-- begin --
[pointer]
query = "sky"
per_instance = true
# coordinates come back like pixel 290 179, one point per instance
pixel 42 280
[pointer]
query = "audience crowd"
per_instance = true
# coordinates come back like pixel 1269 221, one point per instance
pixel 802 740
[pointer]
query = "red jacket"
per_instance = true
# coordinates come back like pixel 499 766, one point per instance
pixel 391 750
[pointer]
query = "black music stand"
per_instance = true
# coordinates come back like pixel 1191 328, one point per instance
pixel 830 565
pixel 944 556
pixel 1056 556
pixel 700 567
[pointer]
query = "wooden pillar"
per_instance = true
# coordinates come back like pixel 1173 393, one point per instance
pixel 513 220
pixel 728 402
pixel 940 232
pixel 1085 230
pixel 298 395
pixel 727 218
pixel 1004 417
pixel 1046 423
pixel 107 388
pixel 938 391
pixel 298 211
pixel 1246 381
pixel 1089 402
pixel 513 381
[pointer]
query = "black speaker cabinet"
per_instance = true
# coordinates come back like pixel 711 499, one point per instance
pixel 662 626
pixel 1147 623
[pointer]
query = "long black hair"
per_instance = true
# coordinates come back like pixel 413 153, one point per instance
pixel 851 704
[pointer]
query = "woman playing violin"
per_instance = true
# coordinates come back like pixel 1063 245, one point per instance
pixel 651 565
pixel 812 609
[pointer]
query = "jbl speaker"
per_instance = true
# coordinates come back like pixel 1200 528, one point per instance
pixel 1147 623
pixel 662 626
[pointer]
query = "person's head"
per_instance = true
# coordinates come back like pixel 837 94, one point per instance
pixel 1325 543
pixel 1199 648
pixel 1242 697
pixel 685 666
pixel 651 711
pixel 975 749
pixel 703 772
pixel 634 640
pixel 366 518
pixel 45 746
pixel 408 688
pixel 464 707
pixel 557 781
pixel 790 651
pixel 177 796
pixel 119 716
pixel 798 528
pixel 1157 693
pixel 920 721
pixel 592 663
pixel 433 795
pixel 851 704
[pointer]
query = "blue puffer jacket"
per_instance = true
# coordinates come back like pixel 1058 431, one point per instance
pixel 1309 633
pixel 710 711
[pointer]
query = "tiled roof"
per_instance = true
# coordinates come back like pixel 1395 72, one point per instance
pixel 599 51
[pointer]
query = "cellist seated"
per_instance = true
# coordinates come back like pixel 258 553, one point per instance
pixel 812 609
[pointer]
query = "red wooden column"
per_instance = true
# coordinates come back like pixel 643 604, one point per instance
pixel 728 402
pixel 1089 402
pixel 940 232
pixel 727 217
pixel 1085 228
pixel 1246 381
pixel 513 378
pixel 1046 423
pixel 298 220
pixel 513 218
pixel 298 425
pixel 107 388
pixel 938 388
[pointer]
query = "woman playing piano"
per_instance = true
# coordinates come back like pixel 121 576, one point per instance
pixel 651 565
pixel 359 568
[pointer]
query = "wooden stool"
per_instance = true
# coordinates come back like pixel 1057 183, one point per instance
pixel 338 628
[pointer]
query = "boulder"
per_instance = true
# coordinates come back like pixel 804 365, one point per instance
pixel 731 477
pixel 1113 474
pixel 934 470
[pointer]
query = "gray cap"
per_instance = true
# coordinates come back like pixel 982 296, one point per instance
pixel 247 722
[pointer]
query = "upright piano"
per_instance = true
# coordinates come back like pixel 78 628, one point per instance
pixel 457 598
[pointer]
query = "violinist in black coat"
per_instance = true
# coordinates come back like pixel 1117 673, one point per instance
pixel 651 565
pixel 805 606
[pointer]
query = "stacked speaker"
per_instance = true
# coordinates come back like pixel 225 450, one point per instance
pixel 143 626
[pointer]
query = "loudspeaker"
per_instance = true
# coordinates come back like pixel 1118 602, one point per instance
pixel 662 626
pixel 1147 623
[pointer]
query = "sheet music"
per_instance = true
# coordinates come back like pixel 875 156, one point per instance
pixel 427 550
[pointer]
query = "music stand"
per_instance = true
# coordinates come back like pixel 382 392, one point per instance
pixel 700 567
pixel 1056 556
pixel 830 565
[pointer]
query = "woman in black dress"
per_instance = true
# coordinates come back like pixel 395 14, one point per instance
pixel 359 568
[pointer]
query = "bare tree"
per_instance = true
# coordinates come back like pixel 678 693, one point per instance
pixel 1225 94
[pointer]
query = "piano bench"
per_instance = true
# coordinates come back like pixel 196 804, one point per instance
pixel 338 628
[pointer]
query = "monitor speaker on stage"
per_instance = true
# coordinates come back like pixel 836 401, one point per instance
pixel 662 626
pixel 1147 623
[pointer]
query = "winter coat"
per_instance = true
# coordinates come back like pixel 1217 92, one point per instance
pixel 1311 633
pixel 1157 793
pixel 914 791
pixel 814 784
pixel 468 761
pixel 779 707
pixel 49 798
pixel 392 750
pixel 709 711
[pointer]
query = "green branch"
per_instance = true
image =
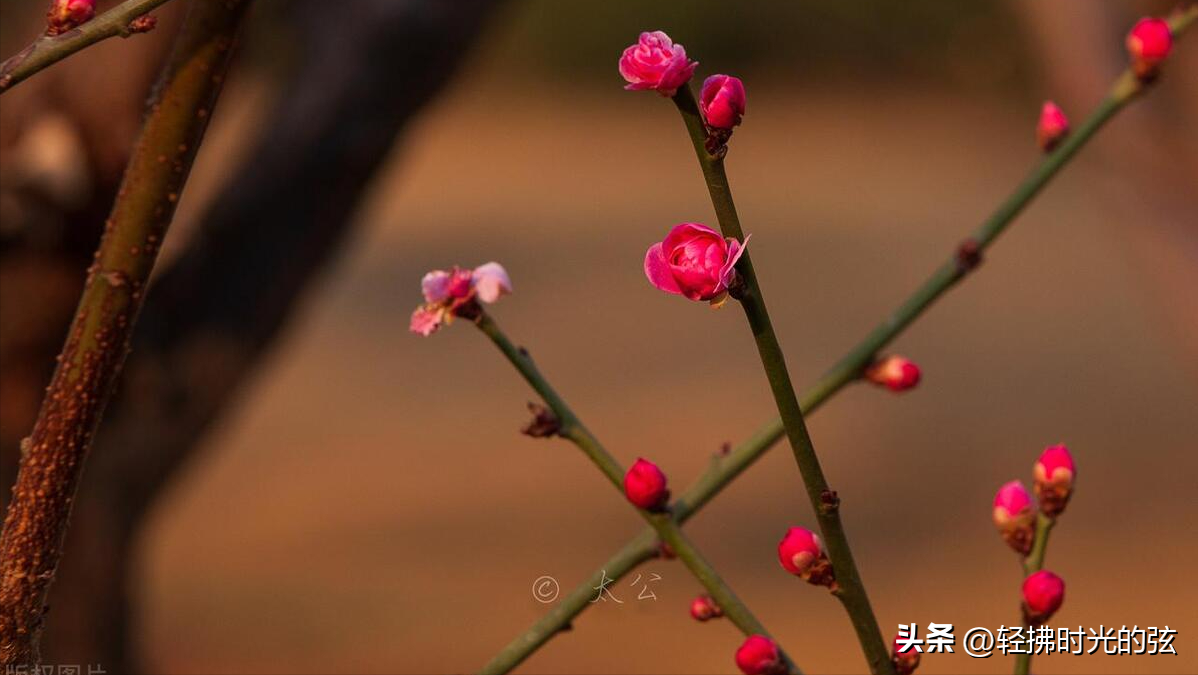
-- end --
How many lines in the items above contain the word "piano"? Reply with the number alone.

** Exercise result **
3